One Less Lie

Dmitri Prieto

Havana policeman and tourists. Photo: Caridad

HAVANA TIMES, Dec 8 — “USSR: four letters, four lies,” said Cornelius Castoriadis.

This year Russia was deprived of a word that was also a part of its revolutionary heritage, and most certainly a lie.

The Russian “Militia” was renamed in accordance to what it has been all along: “The police.”

In 1917, even before the Red October Revolution of that year, communities across that country were forming armed militias to replace the discredited and hated tsarist police.

Instead of police officers and uniformed guards, there emerged workers with rifles and wearing red arm bands. They organized themselves into formations to defend the public order.

With the establishment of Soviet power, the Militia became a permanent body. Bolshevik ideologues stressed the difference between it and the former Russian police and its counterparts in other capitalist countries.

But obviously, what had been a popular volunteer militia that defended the order, over time became a bureaucratic and repressive apparatus “like in any country in the world,” proving its total effectiveness in working with its secret colleagues during Stalin’s great purges” of in the 1930s.

It’s interesting that in other countries that wanted to be socialist, there was no uniformity in the names of the law enforcement bodies. Some were the “Militia,” like in the USSR, but others were called “police” – adding the adjectives “popular” or “revolutionary”. Thus in the GDR it was called “Volkspolizei.”

• • • • •

- _Work request A_:
Answer these from the article:
(i) Who said "USSR: four letters, four lies"?
(ii) What new name did the Russian "Militia" get this year?
(iii) What was the law enforcement body called in the GDR?
- _Work request B_: Copy the article between "Dmitri Prieto" and "the public order.", inclusive, substituting "guns" for "rifles".
Rely only on the article for your answers.

[Point-per-instance localization data]
• • • • •

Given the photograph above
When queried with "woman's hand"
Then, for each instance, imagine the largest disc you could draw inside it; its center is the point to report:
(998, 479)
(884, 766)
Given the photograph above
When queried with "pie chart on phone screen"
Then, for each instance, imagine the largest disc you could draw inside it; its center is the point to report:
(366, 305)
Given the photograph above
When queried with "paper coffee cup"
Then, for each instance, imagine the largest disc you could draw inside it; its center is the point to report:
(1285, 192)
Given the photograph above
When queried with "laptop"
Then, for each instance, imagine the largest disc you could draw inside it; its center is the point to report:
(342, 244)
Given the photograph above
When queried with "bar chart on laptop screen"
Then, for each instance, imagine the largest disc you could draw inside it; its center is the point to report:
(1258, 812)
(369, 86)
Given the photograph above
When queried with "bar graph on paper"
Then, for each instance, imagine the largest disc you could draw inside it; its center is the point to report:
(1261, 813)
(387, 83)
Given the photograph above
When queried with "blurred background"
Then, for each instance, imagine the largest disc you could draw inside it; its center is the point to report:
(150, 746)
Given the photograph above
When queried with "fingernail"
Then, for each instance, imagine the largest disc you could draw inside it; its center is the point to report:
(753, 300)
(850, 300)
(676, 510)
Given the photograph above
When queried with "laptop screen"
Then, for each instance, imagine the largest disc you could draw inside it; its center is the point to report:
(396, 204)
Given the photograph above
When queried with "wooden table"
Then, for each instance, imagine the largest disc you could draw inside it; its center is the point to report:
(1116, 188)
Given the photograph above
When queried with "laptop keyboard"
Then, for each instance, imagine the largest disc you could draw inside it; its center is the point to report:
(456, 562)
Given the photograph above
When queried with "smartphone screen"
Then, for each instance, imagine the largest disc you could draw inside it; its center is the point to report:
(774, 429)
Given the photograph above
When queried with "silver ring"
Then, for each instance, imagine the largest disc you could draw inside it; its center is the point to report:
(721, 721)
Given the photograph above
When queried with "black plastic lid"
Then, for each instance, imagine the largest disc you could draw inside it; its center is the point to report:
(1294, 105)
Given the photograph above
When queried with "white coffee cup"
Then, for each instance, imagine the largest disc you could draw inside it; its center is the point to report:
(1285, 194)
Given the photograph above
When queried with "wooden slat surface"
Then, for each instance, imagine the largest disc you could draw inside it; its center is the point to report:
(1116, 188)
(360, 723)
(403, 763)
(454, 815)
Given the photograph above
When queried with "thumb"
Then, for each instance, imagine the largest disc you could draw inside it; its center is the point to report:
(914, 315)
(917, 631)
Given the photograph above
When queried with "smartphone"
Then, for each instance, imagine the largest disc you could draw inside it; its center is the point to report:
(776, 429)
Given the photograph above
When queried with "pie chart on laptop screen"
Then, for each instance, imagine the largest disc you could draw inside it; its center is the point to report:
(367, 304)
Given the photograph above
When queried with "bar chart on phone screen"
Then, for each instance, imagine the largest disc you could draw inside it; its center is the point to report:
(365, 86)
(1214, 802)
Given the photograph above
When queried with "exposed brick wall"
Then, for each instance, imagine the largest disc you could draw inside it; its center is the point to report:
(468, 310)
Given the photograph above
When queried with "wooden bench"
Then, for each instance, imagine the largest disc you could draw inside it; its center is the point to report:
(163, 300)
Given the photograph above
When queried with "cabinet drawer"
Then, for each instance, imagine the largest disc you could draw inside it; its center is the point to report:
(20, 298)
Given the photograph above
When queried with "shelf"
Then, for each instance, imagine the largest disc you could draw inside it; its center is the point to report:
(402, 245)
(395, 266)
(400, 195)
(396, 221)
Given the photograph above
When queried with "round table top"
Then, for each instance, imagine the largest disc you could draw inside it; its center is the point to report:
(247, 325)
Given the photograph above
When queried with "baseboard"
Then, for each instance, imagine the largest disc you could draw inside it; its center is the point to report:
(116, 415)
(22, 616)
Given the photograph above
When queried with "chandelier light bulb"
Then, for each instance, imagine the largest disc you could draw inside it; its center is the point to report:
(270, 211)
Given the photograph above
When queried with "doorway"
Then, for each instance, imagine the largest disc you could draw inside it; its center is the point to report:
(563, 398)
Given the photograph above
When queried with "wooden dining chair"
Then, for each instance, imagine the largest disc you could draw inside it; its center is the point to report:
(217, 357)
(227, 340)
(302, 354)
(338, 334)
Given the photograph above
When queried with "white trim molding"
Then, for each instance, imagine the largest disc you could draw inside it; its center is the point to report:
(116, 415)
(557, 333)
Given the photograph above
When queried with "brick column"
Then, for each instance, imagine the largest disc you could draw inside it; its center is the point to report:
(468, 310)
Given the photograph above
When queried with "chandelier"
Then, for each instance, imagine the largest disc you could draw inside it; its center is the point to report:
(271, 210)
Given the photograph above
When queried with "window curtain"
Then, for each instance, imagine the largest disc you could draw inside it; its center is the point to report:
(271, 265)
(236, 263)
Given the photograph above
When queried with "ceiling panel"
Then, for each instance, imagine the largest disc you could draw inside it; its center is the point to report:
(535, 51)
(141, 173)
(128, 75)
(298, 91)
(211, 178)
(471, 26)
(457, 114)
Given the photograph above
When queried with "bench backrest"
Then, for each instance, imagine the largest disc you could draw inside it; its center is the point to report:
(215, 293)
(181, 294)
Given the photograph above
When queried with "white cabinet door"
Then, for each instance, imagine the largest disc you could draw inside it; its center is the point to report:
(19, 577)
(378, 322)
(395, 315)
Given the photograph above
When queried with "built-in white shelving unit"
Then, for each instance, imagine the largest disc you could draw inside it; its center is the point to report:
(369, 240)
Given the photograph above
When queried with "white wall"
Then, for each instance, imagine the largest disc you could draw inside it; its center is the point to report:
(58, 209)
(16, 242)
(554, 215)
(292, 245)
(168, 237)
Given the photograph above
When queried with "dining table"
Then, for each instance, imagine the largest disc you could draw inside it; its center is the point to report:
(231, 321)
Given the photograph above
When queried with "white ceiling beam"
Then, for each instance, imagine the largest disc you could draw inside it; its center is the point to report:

• • • • •

- _Answer area A_:
(i) Cornelius Castoriadis
(ii) "The police"
(iii) "Volkspolizei"

- _Answer area B_:
Dmitri Prieto

Havana policeman and tourists. Photo: Caridad

HAVANA TIMES, Dec 8 — “USSR: four letters, four lies,” said Cornelius Castoriadis.

This year Russia was deprived of a word that was also a part of its revolutionary heritage, and most certainly a lie.

The Russian “Militia” was renamed in accordance to what it has been all along: “The police.”

In 1917, even before the Red October Revolution of that year, communities across that country were forming armed militias to replace the discredited and hated tsarist police.

Instead of police officers and uniformed guards, there emerged workers with guns and wearing red arm bands. They organized themselves into formations to defend the public order.